● **Instructions for the task**
Copy every line of the records below word for word, leaving out the pictures.

● **The data**
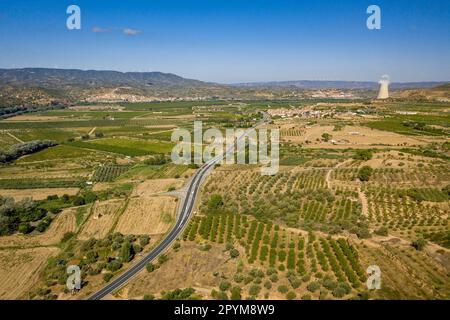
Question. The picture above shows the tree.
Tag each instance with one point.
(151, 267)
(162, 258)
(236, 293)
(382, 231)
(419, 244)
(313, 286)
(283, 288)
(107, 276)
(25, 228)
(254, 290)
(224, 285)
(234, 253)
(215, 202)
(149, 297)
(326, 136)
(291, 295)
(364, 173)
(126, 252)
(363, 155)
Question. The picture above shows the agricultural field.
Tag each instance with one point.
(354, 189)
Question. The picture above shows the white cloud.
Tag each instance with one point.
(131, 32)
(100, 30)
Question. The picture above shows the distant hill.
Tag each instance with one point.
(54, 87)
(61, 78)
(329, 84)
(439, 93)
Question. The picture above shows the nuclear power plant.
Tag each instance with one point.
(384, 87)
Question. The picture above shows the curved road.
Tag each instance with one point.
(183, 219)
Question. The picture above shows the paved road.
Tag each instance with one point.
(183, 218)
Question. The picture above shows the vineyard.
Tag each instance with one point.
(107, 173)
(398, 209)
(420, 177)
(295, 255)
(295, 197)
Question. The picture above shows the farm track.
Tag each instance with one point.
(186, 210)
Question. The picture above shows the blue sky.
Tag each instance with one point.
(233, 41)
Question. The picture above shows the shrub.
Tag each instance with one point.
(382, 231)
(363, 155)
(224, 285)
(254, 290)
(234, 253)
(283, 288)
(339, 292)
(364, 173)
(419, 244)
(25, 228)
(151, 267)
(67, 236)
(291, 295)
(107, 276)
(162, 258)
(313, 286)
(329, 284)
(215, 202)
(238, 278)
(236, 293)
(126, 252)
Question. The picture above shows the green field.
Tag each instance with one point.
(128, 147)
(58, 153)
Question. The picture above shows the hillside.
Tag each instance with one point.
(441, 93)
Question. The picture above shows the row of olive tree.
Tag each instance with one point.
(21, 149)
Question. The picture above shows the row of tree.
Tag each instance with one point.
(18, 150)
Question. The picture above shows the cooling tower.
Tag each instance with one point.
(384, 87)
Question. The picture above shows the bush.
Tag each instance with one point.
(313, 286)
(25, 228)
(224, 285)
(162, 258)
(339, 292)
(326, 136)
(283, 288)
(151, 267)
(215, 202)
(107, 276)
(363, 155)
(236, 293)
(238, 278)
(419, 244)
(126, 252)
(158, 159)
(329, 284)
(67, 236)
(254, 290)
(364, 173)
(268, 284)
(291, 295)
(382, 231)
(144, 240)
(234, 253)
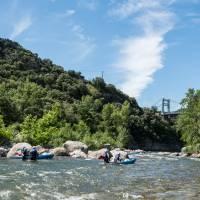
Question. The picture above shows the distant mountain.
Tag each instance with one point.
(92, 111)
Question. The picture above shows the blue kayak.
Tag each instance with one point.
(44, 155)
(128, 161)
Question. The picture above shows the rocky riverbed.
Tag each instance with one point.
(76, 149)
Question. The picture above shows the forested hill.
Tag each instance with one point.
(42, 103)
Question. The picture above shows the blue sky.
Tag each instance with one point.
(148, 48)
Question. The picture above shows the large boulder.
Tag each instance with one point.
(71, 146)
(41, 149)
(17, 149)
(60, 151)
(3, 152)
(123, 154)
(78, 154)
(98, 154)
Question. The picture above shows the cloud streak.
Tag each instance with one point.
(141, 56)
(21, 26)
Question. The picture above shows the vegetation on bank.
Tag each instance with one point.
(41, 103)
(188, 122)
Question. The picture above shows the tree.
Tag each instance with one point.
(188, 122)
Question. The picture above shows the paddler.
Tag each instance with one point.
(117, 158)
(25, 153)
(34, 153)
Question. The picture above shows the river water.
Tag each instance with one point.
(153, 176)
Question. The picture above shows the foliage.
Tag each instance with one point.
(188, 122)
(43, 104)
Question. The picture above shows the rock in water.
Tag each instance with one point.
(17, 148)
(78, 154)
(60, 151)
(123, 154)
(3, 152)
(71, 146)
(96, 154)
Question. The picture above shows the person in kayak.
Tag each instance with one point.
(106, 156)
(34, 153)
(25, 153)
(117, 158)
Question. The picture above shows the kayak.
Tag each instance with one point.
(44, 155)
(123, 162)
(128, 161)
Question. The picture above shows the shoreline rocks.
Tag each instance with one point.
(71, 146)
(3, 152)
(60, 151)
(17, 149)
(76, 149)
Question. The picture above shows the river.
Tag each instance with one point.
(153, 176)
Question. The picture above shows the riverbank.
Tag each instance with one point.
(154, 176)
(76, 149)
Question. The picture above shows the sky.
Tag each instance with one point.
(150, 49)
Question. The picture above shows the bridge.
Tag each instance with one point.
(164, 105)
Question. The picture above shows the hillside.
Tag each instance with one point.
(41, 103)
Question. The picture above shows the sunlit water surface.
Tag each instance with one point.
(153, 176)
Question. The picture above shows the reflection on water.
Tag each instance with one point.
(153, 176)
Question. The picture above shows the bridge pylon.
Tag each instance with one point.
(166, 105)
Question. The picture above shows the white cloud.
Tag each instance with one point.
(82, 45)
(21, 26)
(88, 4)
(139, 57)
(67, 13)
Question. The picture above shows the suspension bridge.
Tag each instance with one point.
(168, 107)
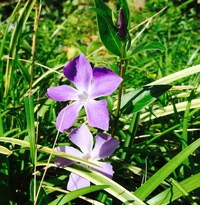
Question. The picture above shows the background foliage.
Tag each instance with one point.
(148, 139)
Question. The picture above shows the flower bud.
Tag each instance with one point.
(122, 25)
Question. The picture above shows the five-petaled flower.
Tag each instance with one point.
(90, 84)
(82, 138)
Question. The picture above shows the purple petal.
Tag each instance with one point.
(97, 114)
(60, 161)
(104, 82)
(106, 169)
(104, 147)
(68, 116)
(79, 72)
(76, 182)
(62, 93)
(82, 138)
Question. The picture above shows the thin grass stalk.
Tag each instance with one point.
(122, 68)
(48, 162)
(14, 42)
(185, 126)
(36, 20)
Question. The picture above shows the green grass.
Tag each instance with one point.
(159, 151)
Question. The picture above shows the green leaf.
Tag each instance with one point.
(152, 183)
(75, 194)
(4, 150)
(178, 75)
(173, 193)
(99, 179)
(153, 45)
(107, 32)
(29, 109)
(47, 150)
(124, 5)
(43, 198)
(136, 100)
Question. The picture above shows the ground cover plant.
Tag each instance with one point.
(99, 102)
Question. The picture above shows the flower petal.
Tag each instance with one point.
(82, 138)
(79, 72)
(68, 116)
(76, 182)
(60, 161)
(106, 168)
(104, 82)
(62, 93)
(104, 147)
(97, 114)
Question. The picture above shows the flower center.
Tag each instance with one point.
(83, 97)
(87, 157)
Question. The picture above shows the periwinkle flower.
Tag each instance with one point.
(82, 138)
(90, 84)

● **Expected output**
Question. The picture above shows the tree.
Tag each instance with one point.
(151, 267)
(162, 258)
(236, 293)
(382, 231)
(419, 244)
(313, 286)
(283, 288)
(107, 276)
(25, 228)
(254, 290)
(224, 285)
(234, 253)
(215, 202)
(149, 297)
(326, 136)
(291, 295)
(364, 173)
(126, 252)
(363, 155)
Question. The picture above shows the agricultural field.
Tag each instance with one point.
(354, 189)
Question. The picture above shows the white cloud.
Tag each instance with one point.
(131, 32)
(100, 30)
Question. The picture above shows the distant hill.
Tag each instance with one point.
(54, 87)
(61, 78)
(329, 84)
(439, 93)
Question. The picture above shows the nuclear power plant.
Tag each instance with one point.
(384, 87)
Question. The picture above shows the curved road.
Tag each instance with one point.
(183, 219)
Question. The picture above shows the paved road.
Tag each instance with one point.
(183, 218)
Question. The picture above shows the vineyard.
Tag each instance with one point.
(107, 173)
(398, 209)
(420, 177)
(295, 255)
(295, 197)
Question. The picture above shows the farm track.
Tag each instance with one point.
(186, 210)
Question. The picture above shows the blue sky.
Tag each instance with one point.
(233, 41)
Question. The picture above shows the shrub.
Tag each instance with one point.
(382, 231)
(363, 155)
(224, 285)
(254, 290)
(234, 253)
(283, 288)
(339, 292)
(364, 173)
(419, 244)
(25, 228)
(151, 267)
(67, 236)
(291, 295)
(107, 276)
(162, 258)
(313, 286)
(329, 284)
(215, 202)
(238, 278)
(236, 293)
(126, 252)
Question. The picture above shows the green field.
Tag each instance with one point.
(128, 147)
(58, 153)
Question. The picture above shows the hillside.
Tag each instance with one point.
(441, 93)
Question. The picture above shows the row of olive tree.
Tag each instance with one point.
(21, 149)
Question. The picture above shows the row of tree.
Tag each instance with one point.
(18, 150)
Question. The picture above shows the cooling tower.
Tag each instance with one point.
(384, 87)
Question. The picture above shows the bush.
Tag each instance with one point.
(313, 286)
(25, 228)
(224, 285)
(162, 258)
(339, 292)
(326, 136)
(283, 288)
(151, 267)
(215, 202)
(107, 276)
(363, 155)
(236, 293)
(238, 278)
(419, 244)
(126, 252)
(158, 159)
(329, 284)
(67, 236)
(254, 290)
(364, 173)
(268, 284)
(291, 295)
(382, 231)
(144, 240)
(234, 253)
Question. The picture above shows the distant mountain.
Tag each instance with one point.
(92, 111)
Question. The picture above shows the blue kayak.
Tag each instance with one point.
(44, 155)
(128, 161)
Question. The picture above shows the rocky riverbed.
Tag each instance with one point.
(76, 149)
Question. The picture above shows the forested hill.
Tag each instance with one point.
(42, 103)
Question. The picture above shows the blue sky.
Tag each instance with one point.
(148, 48)
Question. The picture above shows the large boulder.
Tag each instance with one point.
(71, 146)
(41, 149)
(17, 149)
(60, 151)
(3, 152)
(123, 154)
(78, 154)
(98, 154)
Question. The picture above shows the cloud streak.
Tag each instance with one point.
(141, 56)
(21, 26)
Question. The picture above shows the vegetation on bank.
Tag each instance with one point.
(41, 103)
(188, 122)
Question. The picture above shows the tree.
Tag each instance with one point.
(188, 122)
Question. The picture above shows the paddler.
Tag each instance with one point.
(117, 158)
(25, 153)
(34, 153)
Question. The picture above shows the river water.
Tag each instance with one point.
(153, 176)
Question. The picture above shows the foliage.
Tag each instance with one point.
(188, 122)
(43, 104)
Question. The picture above shows the rock in water.
Tag each instance with one point.
(17, 148)
(78, 154)
(60, 151)
(123, 154)
(3, 152)
(71, 146)
(96, 154)
Question. The picture above shows the person in kayak.
Tag each instance with one point.
(106, 156)
(34, 153)
(25, 153)
(117, 158)
Question. The picture above shows the kayak.
Tag each instance with one point.
(44, 155)
(123, 162)
(128, 161)
Question. The picture above shows the shoreline rocks.
Tag each instance with one point.
(71, 146)
(3, 152)
(60, 151)
(17, 149)
(76, 149)
Question. The picture above shows the river.
Tag each instance with one point.
(153, 176)
Question. The picture above shows the riverbank.
Tag each instance with one point.
(154, 176)
(76, 149)
Question. The picture above shows the sky.
Tag each instance with one point.
(150, 49)
Question. The picture above shows the bridge.
Tag each instance with one point.
(164, 105)
Question. The picture above shows the hillside.
Tag each instance with one point.
(41, 103)
Question. The picture above shows the sunlit water surface.
Tag each instance with one point.
(153, 176)
Question. The picture above shows the reflection on water.
Tag each instance with one point.
(153, 176)
Question. The picture above shows the bridge pylon.
Tag each instance with one point.
(166, 105)
Question. The picture above shows the white cloud.
Tag each instance with one point.
(82, 45)
(21, 26)
(88, 4)
(139, 57)
(67, 13)
Question. The picture above shows the suspension bridge.
Tag each instance with one point.
(168, 107)
Question. The picture above shows the background foliage.
Tag each instance with one point.
(148, 139)
Question. The picture above shows the flower bud.
Tag each instance with one point.
(122, 25)
Question. The picture above shows the five-petaled flower.
Tag each instance with one point.
(90, 84)
(82, 138)
Question. The picture above shows the purple petal.
Tag each instance with one point.
(97, 114)
(60, 161)
(104, 82)
(106, 169)
(104, 147)
(68, 116)
(79, 72)
(76, 182)
(62, 93)
(82, 138)
Question. The picture above shows the thin grass stalk.
Tag each instance with one point.
(122, 68)
(48, 162)
(14, 42)
(185, 126)
(36, 20)
Question. The picture above shows the green grass.
Tag each instance with one point.
(159, 151)
Question. The picture above shows the green leaf.
Tag each instance with one point.
(152, 183)
(75, 194)
(4, 150)
(178, 75)
(173, 193)
(99, 179)
(153, 45)
(107, 32)
(29, 109)
(47, 150)
(124, 5)
(43, 198)
(136, 100)
Question. The picture above shows the ground cover plant.
Tag each instance with one point.
(99, 102)
Question. The picture above shows the flower petal.
Tag each instance with one point.
(82, 138)
(79, 72)
(68, 116)
(76, 182)
(60, 161)
(106, 168)
(104, 82)
(62, 93)
(104, 147)
(97, 114)
Question. The picture above shows the flower center.
Tag each instance with one point.
(83, 97)
(87, 157)
Question. The picture above shows the periwinkle flower.
Tag each instance with one point.
(82, 138)
(90, 84)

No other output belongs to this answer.